*** Opening of Records for processing ***
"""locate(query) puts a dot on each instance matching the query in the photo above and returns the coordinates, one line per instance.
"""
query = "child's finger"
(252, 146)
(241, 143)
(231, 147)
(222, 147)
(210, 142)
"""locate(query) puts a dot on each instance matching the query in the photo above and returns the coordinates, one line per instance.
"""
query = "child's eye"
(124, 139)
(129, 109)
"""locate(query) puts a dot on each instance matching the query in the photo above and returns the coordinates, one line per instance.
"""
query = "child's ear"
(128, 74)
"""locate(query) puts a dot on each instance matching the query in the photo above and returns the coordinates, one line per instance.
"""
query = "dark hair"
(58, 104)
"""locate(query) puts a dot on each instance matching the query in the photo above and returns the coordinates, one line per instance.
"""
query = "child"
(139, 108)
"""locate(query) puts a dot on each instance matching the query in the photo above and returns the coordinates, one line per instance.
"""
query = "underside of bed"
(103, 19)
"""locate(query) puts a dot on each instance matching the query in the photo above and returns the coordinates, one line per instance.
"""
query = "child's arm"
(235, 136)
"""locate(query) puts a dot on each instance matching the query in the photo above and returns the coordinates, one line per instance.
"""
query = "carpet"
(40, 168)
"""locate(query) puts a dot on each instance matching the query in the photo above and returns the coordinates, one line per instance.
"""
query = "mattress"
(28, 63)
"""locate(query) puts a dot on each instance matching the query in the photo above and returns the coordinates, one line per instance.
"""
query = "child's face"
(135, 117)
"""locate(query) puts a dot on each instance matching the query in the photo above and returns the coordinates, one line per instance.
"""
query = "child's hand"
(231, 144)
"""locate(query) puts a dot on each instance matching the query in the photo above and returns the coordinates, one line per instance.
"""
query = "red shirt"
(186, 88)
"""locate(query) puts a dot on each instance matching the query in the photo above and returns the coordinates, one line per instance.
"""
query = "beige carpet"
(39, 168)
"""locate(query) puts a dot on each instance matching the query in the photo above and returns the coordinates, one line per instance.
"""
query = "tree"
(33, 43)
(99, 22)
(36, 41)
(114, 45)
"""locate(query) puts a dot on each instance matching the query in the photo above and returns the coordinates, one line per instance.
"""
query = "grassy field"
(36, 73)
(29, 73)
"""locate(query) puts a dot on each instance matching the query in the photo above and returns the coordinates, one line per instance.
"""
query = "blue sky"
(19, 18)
*** Close of Records for processing ***
### What you should do
Write out the entries above once more, without altering anything.

### Result for this exercise
"""locate(query) puts a dot on each instance matching the query in the photo above and returns the coordinates, one line per instance.
"""
query = "child's finger"
(252, 146)
(241, 143)
(231, 147)
(222, 147)
(210, 142)
"""locate(query) puts a dot on each instance matching the query in the photo above and returns the coordinates, one line per instance.
"""
query = "child's eye"
(124, 139)
(129, 109)
"""locate(query) puts a dot on each instance matching the query in the photo above and returns the coordinates, one line per instance.
"""
query = "child's ear"
(128, 74)
"""locate(query) puts a dot on each instance matching the query in the photo above and returns the coordinates, one line per instance.
"""
query = "dark hair"
(58, 104)
"""locate(query) puts a dot on each instance matching the query in the photo above and returns the coordinates, one line per instance.
"""
query = "child"
(139, 108)
"""locate(query) puts a dot on each instance matching the query in the photo above and returns the coordinates, one line per instance.
"""
query = "underside of bed"
(103, 19)
"""locate(query) puts a dot on each instance matching the query in the photo above and returns the coordinates, one line per instance.
"""
query = "child's arm"
(235, 136)
"""locate(query) puts a dot on each instance matching the query in the photo above and returns the coordinates, one line per instance.
"""
query = "carpet"
(40, 168)
"""locate(query) puts a dot on each instance matching the query in the photo above and returns the coordinates, one line per instance.
"""
query = "mattress"
(28, 63)
"""locate(query) puts a dot on each instance matching the query in the photo above and returns the coordinates, one line per instance.
"""
query = "child's face"
(135, 117)
"""locate(query) puts a dot on each instance matching the query in the photo above and returns the coordinates, one line per instance.
"""
query = "child's hand"
(231, 144)
"""locate(query) puts a dot on each instance matching the query in the photo above and returns the coordinates, one line per instance.
"""
query = "red shirt"
(186, 88)
"""locate(query) puts a dot on each instance matching the query in the photo above and returns the coordinates, one line per instance.
"""
query = "beige carpet"
(39, 168)
"""locate(query) puts a dot on each instance matching the query in the photo above and returns the coordinates, one line per instance.
"""
query = "tree"
(33, 43)
(99, 22)
(36, 41)
(114, 45)
"""locate(query) puts a dot on each instance matching the query in the photo above and returns the coordinates, one line per instance.
"""
query = "grassy field"
(36, 73)
(29, 73)
"""locate(query) puts a dot on each instance matching the query in the photo above and returns the coordinates, one line per instance.
"""
query = "blue sky"
(19, 18)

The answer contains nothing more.